Top of Records provided
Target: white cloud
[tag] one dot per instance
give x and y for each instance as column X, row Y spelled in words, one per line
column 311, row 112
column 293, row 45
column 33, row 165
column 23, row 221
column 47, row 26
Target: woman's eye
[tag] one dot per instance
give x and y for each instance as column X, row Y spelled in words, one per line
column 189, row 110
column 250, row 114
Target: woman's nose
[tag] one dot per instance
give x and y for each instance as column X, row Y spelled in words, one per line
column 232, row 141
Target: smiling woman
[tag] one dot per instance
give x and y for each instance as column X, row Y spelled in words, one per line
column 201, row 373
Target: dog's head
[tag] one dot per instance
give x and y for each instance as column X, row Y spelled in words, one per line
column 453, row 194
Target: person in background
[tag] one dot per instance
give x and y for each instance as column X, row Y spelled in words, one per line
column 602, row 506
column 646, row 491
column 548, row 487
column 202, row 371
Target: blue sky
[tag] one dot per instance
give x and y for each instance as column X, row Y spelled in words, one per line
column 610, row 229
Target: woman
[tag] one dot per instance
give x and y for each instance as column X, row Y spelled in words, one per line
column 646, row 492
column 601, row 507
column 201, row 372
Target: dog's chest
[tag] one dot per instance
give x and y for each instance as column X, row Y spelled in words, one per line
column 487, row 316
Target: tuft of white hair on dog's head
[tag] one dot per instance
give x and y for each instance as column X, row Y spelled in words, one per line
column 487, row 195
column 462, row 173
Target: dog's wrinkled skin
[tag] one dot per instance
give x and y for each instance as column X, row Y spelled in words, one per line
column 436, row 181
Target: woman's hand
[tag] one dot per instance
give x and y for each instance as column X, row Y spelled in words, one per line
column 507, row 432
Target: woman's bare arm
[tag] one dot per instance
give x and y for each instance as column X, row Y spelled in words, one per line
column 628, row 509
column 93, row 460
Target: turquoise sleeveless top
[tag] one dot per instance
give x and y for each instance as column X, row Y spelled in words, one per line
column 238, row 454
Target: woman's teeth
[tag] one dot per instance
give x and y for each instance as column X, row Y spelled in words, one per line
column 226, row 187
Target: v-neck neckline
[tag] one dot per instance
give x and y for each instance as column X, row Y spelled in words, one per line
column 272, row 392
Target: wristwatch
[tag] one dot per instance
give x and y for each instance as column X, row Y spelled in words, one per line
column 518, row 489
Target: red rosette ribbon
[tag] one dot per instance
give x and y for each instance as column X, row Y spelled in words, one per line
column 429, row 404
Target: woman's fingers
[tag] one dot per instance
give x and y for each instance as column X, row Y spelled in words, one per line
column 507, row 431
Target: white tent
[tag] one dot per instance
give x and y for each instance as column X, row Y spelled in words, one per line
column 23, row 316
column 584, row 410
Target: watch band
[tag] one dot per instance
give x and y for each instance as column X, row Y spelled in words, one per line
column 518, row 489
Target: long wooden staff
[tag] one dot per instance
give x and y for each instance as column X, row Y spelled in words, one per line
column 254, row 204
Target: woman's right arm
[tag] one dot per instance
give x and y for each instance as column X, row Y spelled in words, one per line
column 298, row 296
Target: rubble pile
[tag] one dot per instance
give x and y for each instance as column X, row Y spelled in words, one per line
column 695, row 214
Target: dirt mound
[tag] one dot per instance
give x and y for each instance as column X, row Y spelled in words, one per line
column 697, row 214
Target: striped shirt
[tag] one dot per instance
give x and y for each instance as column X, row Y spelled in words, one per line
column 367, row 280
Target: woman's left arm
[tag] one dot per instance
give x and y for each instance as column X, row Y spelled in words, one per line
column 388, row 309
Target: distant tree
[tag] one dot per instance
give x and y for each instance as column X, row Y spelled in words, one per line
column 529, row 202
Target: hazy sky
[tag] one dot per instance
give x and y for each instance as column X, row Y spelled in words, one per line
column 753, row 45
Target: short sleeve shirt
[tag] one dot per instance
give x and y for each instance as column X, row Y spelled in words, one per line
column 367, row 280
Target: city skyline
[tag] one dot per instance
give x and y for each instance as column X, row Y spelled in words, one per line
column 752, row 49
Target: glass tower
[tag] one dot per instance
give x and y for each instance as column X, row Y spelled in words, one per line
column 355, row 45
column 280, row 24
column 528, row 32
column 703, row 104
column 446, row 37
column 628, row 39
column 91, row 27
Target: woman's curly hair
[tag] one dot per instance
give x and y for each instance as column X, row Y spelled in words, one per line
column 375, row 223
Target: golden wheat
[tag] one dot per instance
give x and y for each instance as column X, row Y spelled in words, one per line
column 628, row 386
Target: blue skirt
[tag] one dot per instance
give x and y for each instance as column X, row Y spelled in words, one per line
Bottom of Records provided
Work item: Copy every line of the data above exactly.

Answer space:
Target: white cloud
[tag] one dot per instance
give x and y for each instance as column X, row Y spelled in words, one per line
column 311, row 112
column 293, row 45
column 33, row 165
column 23, row 221
column 47, row 26
Target: woman's eye
[tag] one dot per instance
give x and y for each instance as column X, row Y spelled in words, one per line
column 189, row 110
column 250, row 114
Target: woman's nose
[tag] one dot per instance
give x and y for each instance as column X, row Y spelled in words, one per line
column 232, row 141
Target: smiling woman
[tag] one dot per instance
give x and y for each instance as column X, row Y spelled in words, one per line
column 201, row 373
Target: dog's head
[tag] one dot per instance
give x and y for each instance as column X, row Y spelled in words, one per line
column 453, row 194
Target: person in background
[tag] one dot per instance
give x and y for each instance as column X, row Y spelled in words, one per line
column 602, row 506
column 646, row 491
column 548, row 487
column 202, row 371
Target: blue sky
[tag] one dot per instance
give x and y for each instance as column X, row Y spelled in words, one per line
column 610, row 229
Target: woman
[tag] one dot per instance
give x and y for each instance as column X, row Y spelled in words, one per line
column 646, row 492
column 601, row 507
column 201, row 372
Target: dog's chest
[tag] one dot per instance
give x and y for each instance as column X, row Y spelled in words, one per line
column 487, row 316
Target: tuft of white hair on dog's head
[tag] one dot per instance
give x and y for each instance as column X, row Y spelled in words, one per line
column 487, row 195
column 462, row 173
Target: dog's wrinkled skin
[tag] one dot per instance
give x and y for each instance as column X, row Y spelled in words, one per line
column 436, row 181
Target: woman's hand
[tag] one dot per instance
give x and y for each instance as column X, row Y spelled in words, one per line
column 507, row 432
Target: woman's bare arm
[tag] one dot per instance
give x and y for each instance as column X, row Y spelled in words, one per line
column 628, row 509
column 93, row 460
Target: turquoise sleeveless top
[tag] one dot per instance
give x and y for each instance as column X, row Y spelled in words, one per line
column 238, row 454
Target: woman's teeth
[tag] one dot per instance
give x and y for each instance as column X, row Y spelled in words, one per line
column 226, row 187
Target: v-neck neckline
[tag] one dot per instance
give x and y for each instance as column X, row Y spelled in words, one per line
column 272, row 392
Target: wristwatch
[tag] one dot per instance
give x and y for each instance as column X, row Y spelled in words, one per line
column 518, row 489
Target: red rosette ribbon
[tag] one dot per instance
give x and y for each instance as column X, row Y spelled in words, one per line
column 429, row 404
Target: woman's fingers
[tag] one dot per instance
give x and y for each instance as column X, row Y spelled in words, one per line
column 507, row 431
Target: white tent
[tag] one dot per instance
give x and y for each instance as column X, row Y spelled in words, one per line
column 23, row 316
column 584, row 410
Target: watch band
[tag] one dot per instance
give x and y for each instance as column X, row Y spelled in words, one per line
column 518, row 489
Target: long wooden staff
[tag] one dot per instance
give x and y for each instance as column X, row Y spelled in words, one per line
column 254, row 204
Target: woman's right arm
[tag] one dot per instance
give x and y for each instance as column X, row Y spelled in words, one per line
column 298, row 296
Target: rubble pile
[tag] one dot per instance
give x and y for each instance as column X, row Y spelled in words, one per line
column 695, row 214
Target: dirt mound
[tag] one dot per instance
give x and y for each instance as column X, row Y spelled in words, one per line
column 697, row 214
Target: striped shirt
[tag] one dot per instance
give x and y for each instance as column X, row Y spelled in words, one per line
column 367, row 280
Target: woman's left arm
[tag] one dot per instance
give x and y for each instance as column X, row Y spelled in words, one per line
column 388, row 309
Target: distant tree
[tag] one dot per instance
give x and y for each instance as column X, row Y spelled in words, one per line
column 529, row 202
Target: hazy sky
[tag] one dot per instance
give x and y for each instance as column X, row Y spelled in words, one per line
column 753, row 45
Target: short sleeve shirt
[tag] one dot per instance
give x and y for each instance as column X, row Y spelled in words, one per line
column 367, row 280
Target: city skyline
[tag] one dot per instance
give x and y for each instance as column X, row Y spelled in words, one per line
column 752, row 49
Target: glass tower
[tag] one dot per instance
give x and y for each instance as column X, row Y spelled in words, one per line
column 355, row 45
column 280, row 24
column 528, row 32
column 703, row 104
column 446, row 37
column 628, row 39
column 91, row 27
Target: woman's curly hair
[tag] one dot per instance
give x and y for each instance as column X, row Y spelled in words, one per line
column 375, row 223
Target: golden wheat
[tag] one dot per instance
give x and y for each instance as column X, row Y spelled in words, one per line
column 628, row 386
Target: blue skirt
[tag] one dot per instance
give x and y for each instance as column X, row Y spelled in words, one per line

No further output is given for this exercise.